§ **PROBLEM TO SOLVE**: Please copy the listing below word for word, from the line containing "Ground the rear" through the end of the listing.

Rows from a box-labeling dataset
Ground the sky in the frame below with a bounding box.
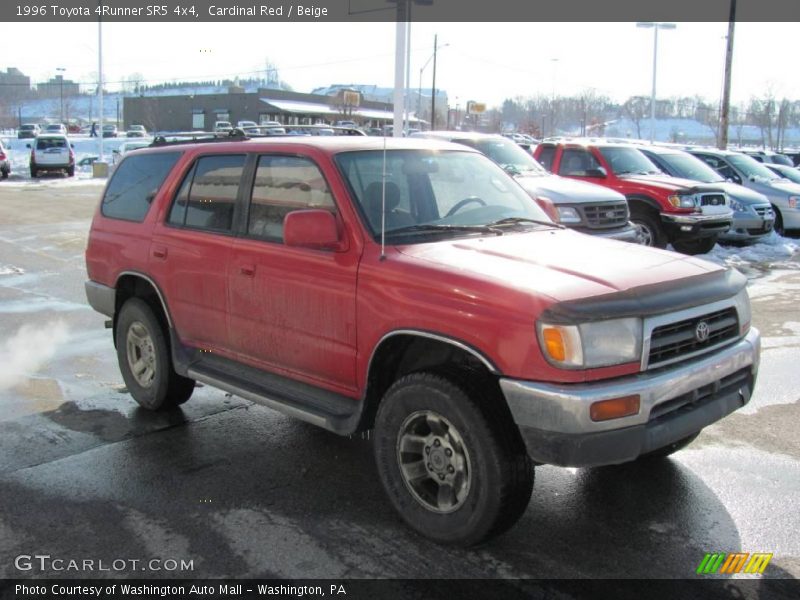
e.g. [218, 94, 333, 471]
[0, 22, 800, 107]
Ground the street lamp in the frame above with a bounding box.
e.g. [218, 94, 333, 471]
[56, 67, 66, 124]
[417, 36, 450, 129]
[636, 21, 676, 143]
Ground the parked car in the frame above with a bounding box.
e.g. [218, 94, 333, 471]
[111, 140, 152, 165]
[764, 163, 800, 183]
[413, 131, 639, 242]
[44, 123, 68, 135]
[0, 140, 11, 179]
[17, 123, 42, 140]
[534, 139, 733, 254]
[86, 136, 760, 545]
[688, 148, 800, 235]
[125, 125, 147, 137]
[27, 133, 75, 179]
[739, 149, 794, 167]
[639, 146, 776, 242]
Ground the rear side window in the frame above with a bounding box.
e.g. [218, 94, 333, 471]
[247, 156, 336, 242]
[101, 152, 181, 222]
[36, 138, 67, 150]
[168, 154, 245, 233]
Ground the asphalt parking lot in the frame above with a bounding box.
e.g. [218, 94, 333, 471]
[0, 177, 800, 579]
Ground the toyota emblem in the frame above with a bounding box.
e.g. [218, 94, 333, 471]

§ **WORKED ANSWER**:
Ground the rear side window in the frame above with a bounding box.
e.g. [218, 94, 333, 471]
[247, 156, 336, 242]
[101, 152, 181, 222]
[36, 138, 67, 150]
[168, 154, 245, 233]
Ground the asphalt parking lot in the frame above with a bounding box.
e.g. [218, 94, 333, 471]
[0, 177, 800, 579]
Ground the toyota emblem in the frame above with a bounding box.
e.g. [218, 94, 333, 471]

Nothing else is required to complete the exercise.